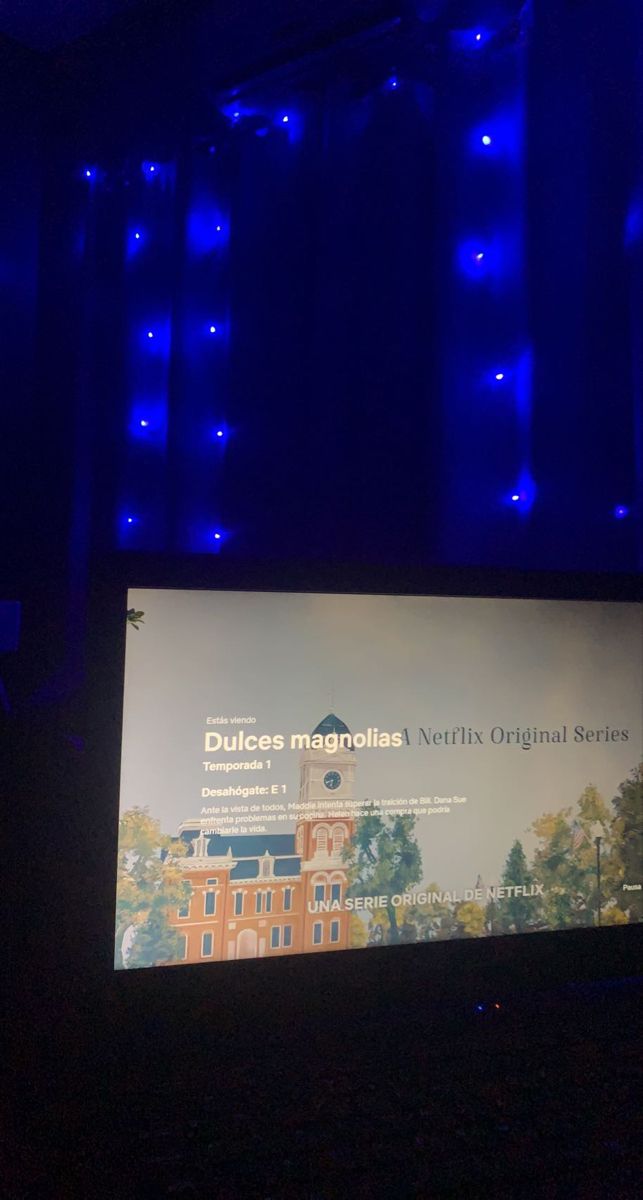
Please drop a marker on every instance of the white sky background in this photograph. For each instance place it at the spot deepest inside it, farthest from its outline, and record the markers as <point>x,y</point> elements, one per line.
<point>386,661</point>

* * *

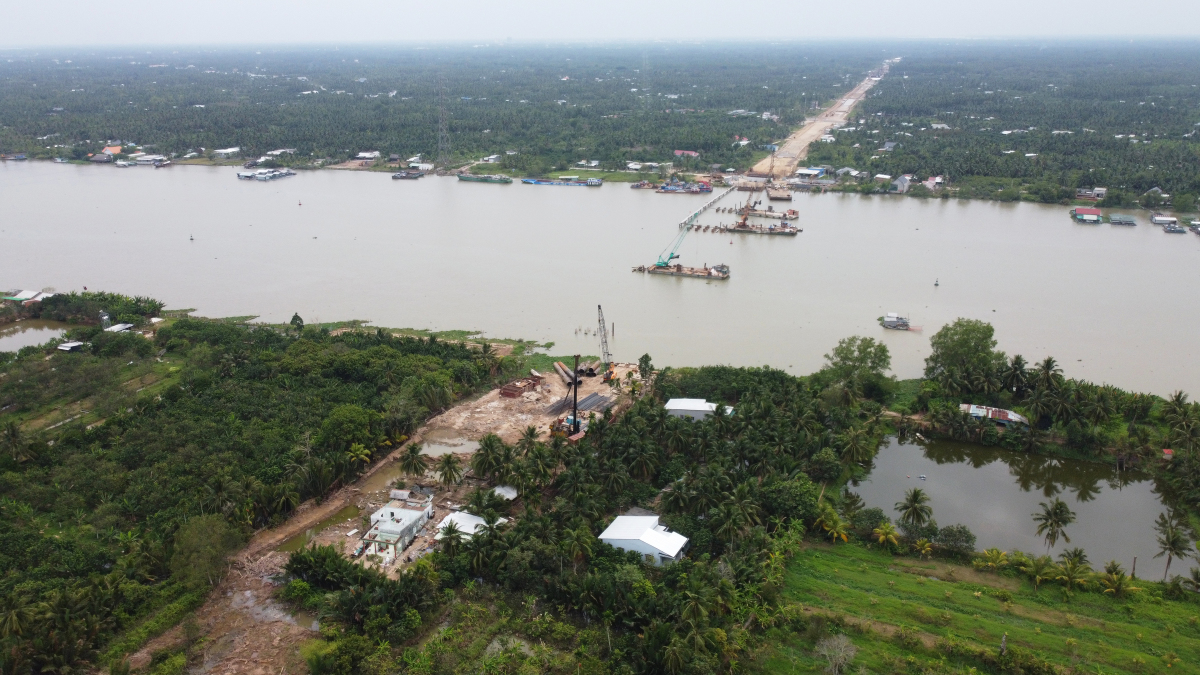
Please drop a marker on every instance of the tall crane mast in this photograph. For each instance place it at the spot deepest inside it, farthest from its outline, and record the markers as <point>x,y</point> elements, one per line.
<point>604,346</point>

---

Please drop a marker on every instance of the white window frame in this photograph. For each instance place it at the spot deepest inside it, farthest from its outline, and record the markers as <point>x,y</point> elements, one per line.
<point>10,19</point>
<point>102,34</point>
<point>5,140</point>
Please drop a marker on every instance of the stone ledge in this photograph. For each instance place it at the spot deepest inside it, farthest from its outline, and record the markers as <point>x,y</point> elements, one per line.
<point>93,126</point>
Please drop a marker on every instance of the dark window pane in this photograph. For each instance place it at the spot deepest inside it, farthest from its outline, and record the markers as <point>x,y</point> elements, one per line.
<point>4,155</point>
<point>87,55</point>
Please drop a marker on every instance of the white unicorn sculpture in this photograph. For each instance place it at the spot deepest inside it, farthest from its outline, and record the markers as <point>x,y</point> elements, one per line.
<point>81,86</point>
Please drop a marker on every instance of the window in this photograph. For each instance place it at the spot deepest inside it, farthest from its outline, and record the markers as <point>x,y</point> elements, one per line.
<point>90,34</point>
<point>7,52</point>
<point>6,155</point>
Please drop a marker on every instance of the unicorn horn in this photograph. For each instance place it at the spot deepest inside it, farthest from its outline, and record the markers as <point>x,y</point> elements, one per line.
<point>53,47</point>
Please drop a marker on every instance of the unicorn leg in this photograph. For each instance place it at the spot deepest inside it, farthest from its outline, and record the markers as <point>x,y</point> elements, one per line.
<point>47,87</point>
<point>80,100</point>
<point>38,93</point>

Given exercise >> Rewrite the material from the line containing "Please drop a marker on every instance of the stone" up to and including the line containing "<point>93,126</point>", changing "stone ledge" to "stone windowsill" and leaving everything else untouched.

Written solution >>
Please drop a marker on every instance of the stone windowsill in this photograph. For each instance place it at the spot deepest inside it, farthest from its outline, and record the markers as <point>x,y</point> elements, one per line.
<point>93,126</point>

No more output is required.